* [PROVIDED TEXT]

□ □ □ □ □ □ □

Project Finance Blog

#TBT: Project Sales: Traps for the Unwary


August 27, 2015

Posted in Blog article


This post is part of an occasional series highlighting a project finance article or news item from the past. It is often interesting and thought provoking to look back on these items with the perspective of months, years or decades of further experience. 

With this installment, we turn to an article that first appeared in the February 2003 issue of the Project Finance NewsWire and was written by Chadbourne partner and head of the corporate practice, Allen Miller.

This article is particularly timely as we are seeing more emphasis on project M&A, due in part to the seemingly insatiable appetite of yieldcos for new assets. There is more liquidity in projects than in quite some time.  Companies that typically hold and operate assets are thinking about selling due to higher valuations.  Companies that typically sell assets are finding the process a little smoother.  


READ MORE ABOUT PROJECT M&A ISSUES HERE.

Project Sales: Traps For The Unwary


by Allen Miller, in New York

Merchant power companies seeking to sell or refinance projects to increase liquidity face wary purchasers or lenders who are giving renewed scrutiny to a number of legal issues that extend the due diligence inquiry well beyond examination of the project and the contracts to which the project company is a party. In many respects, the law may not be what one thinks it is. What follows is a discussion of a few traps for the unwary.

1. When Consent May Be Required Even Though It Isn’t.

Every purchaser, lender, seller and borrower knows the importance of ascertaining whether contractual consents are required in order to consummate a transaction. 

Typically, a review of contracts to which the project company is a party is made to determine whether any contract counterparty has a consent right, right of first refusal or other contractual right or encumbrance upon the transfer or assignment by the project company of its interest in the plant assets or contract rights. If the purchase of the project is effected through a sale of stock of the project company, then a similar contract review is generally made to determine if a consent or termination right is triggered by a change-of-control or comparable provision. If the contract in question does not contain a change-of-control or comparable provision, then the natural conclusion may be that the contract counterparty has no say in the sale of the stock of the project company and that the transaction may proceed without the seller having to obtain any consent.

The problem with this analysis is that there are troublesome court decisions that might be construed to impose on sellers the obligation to obtain consents to stock transfers in certain circumstances even though the contract by its terms imposes no such requirement.

Federal courts in the 9th circuit (which includes California, Oregon and Washington) appear to have concluded that the sale of 100% of the stock of a “shell” company that owns an equity interest in a lower-tier entity may be deemed the same as the direct sale of the equity interest in the lower-tier entity for purposes of analyzing consent or right of first refusal provisions, even though the relevant contract provisions are silent on the issue of change of control.

In effect, the courts have held that if a seller owns little more than an equity interest in another entity, it may not circumvent contractual obligations restricting the transfer of such equity interest by instead selling control of the seller. On the other hand, if there is a sale of 100% of the stock of a “real” entity —that is, a company that has substantial assets in addition to the equity interest in its subsidiary company — then the sale of stock would not be deemed the same as the direct transfer of the equity interest in the subsidiary for purposes of considering consent and right of first refusal provisions restricting a direct transfer of the equity interest.

The approach adopted by courts in the 9th circuit could have some superficial appeal to other courts concerned with the equitable rights of contracting parties, but it has the ill-advised effect of writing into contracts language that is not there. This makes for great uncertainty in determining whether, for example, the consent of a power offtaker may be required under a power purchase agreement -— a key point of analysis in any project company sale.

□ □ □ □ □ □ □

* [DATA EXTRACT]
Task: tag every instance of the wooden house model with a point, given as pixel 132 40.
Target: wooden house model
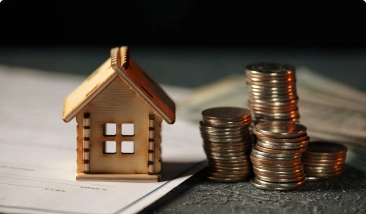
pixel 119 110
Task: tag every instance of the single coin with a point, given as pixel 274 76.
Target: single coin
pixel 315 174
pixel 280 184
pixel 226 180
pixel 226 113
pixel 325 148
pixel 280 151
pixel 265 187
pixel 300 174
pixel 308 178
pixel 296 179
pixel 270 69
pixel 279 129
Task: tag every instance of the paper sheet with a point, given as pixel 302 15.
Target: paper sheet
pixel 37 152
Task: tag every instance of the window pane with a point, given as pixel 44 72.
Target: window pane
pixel 128 129
pixel 110 129
pixel 128 147
pixel 110 147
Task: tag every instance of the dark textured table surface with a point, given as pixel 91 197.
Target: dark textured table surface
pixel 345 193
pixel 190 67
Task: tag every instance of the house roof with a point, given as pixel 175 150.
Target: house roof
pixel 119 65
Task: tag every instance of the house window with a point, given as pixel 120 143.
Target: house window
pixel 110 129
pixel 110 147
pixel 128 129
pixel 127 147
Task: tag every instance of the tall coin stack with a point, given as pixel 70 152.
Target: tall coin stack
pixel 227 143
pixel 276 156
pixel 323 160
pixel 272 92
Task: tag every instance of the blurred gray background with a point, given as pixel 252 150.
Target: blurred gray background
pixel 194 66
pixel 186 43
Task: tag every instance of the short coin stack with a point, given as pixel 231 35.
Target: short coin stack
pixel 227 143
pixel 323 160
pixel 272 92
pixel 276 155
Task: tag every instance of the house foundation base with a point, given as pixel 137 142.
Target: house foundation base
pixel 118 177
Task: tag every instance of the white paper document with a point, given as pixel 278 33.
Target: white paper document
pixel 38 154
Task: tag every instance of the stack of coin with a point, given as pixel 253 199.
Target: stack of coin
pixel 227 143
pixel 323 159
pixel 272 92
pixel 276 155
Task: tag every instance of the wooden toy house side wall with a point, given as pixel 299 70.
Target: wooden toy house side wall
pixel 118 104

□ □ □ □ □ □ □

* [OBJECTIVE 1]
Write out the passage of the project sales article between "This post is" and "a little smoother.", inclusive.
* [OBJECTIVE 2]
According to the project sales article, which states does the 9th circuit include?
The items stand apart from the project sales article and are not part of it.

* [WRITTEN SOLUTION 1]
This post is part of an occasional series highlighting a project finance article or news item from the past. It is often interesting and thought provoking to look back on these items with the perspective of months, years or decades of further experience. 

With this installment, we turn to an article that first appeared in the February 2003 issue of the Project Finance NewsWire and was written by Chadbourne partner and head of the corporate practice, Allen Miller.

This article is particularly timely as we are seeing more emphasis on project M&A, due in part to the seemingly insatiable appetite of yieldcos for new assets. There is more liquidity in projects than in quite some time.  Companies that typically hold and operate assets are thinking about selling due to higher valuations.  Companies that typically sell assets are finding the process a little smoother.

* [WRITTEN SOLUTION 2]
California, Oregon and Washington.